> **Provided text**
[BEGIN]

Posted On January 4, 2016 by Laura

distribution

If you own a business, then you have a supply chain. Don’t worry if you can’t figure out what it is yet. In this article, we will define exactly what a supply chain is and the different types of supply chains. You will also find out why supply chains are not just for product based companies. For some deeper understanding, we will explore the history of supply chains: where they have been, where they are, and where they are going. All of this background should give you the basic understanding needed to talk about what goes into SCM. But what exactly is SCM? What is expected from someone that specializes in SCM? With all of this new found knowledge you will be on the path to making your business more productive, and running smoother than ever.

[END]

> **Excerpted records**
[BEGIN]

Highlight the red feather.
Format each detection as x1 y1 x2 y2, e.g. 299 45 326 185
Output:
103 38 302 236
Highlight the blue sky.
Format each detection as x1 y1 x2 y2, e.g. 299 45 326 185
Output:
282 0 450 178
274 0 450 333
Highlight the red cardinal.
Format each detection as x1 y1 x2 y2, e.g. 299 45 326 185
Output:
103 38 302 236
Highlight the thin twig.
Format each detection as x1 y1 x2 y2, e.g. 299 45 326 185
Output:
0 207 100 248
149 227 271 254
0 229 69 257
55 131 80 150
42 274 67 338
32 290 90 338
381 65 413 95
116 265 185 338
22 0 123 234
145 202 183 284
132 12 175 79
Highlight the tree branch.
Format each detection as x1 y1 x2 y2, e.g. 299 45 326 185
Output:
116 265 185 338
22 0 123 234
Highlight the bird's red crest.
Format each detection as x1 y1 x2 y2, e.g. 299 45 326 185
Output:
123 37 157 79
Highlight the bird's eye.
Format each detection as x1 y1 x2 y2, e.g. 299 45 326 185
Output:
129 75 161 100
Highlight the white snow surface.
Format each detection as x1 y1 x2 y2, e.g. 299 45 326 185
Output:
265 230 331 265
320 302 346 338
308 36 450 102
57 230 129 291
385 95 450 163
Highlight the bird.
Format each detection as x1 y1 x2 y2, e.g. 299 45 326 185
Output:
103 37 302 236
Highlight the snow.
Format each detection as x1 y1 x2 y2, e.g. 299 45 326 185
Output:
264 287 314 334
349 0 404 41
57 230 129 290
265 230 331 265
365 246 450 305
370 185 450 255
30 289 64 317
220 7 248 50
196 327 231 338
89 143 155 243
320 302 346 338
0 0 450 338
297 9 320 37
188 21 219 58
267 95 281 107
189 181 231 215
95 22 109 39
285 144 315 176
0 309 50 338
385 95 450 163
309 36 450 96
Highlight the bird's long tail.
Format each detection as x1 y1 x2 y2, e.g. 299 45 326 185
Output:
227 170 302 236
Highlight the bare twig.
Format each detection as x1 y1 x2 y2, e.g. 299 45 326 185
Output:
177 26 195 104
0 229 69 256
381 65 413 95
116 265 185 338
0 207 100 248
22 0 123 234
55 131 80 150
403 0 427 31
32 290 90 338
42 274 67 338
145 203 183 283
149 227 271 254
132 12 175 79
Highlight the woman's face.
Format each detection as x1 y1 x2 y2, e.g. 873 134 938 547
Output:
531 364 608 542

[END]

> **Problems to solve**
1) Reproduce the supply chain article between "If you own a" and "smoother than ever.", inclusive.
2) Continue the supply chain article from its final sentence onward.

> **Solved tasks**
1)
If you own a business, then you have a supply chain. Don’t worry if you can’t figure out what it is yet. In this article, we will define exactly what a supply chain is and the different types of supply chains. You will also find out why supply chains are not just for product based companies. For some deeper understanding, we will explore the history of supply chains: where they have been, where they are, and where they are going. All of this background should give you the basic understanding needed to talk about what goes into SCM. But what exactly is SCM? What is expected from someone that specializes in SCM? With all of this new found knowledge you will be on the path to making your business more productive, and running smoother than ever.

2)
Supply Chain

A supply chain is not just a list of where things are coming from and going to. Supply chains are complex systems that rely on the interconnectedness of people, information, resources, organizations, and activities. The end result of this chain is to move a product or service from the supplying company to the paying customer. For a the sake of having a simple definition, we will say: A supply chain begins with the acquisition of the raw materials and ends when your customer is satisfied with the final product or service. Though every type of business has a supply chain, what you are producing will influence the focus of the chain. The two main categories of business are product and service. A product based business sells a physical thing. A product could be scissors, laundry detergent, smartphones, window panes, and anything else that can be owned. A service based business sells something that is intangible. These intangible services might take the form of landscaping, plumbing, accounting, wedding planning, sandwich making, as well as anything else that abstractly exists through someone else’s actions.

Wrap Up

  • Supply chain- Begins with the acquisition of the raw materials and ends when your customer is satisfied with the final product or service.
  • The two main types of businesses are: product and service.
  • Both product and service based businesses have a supply chain.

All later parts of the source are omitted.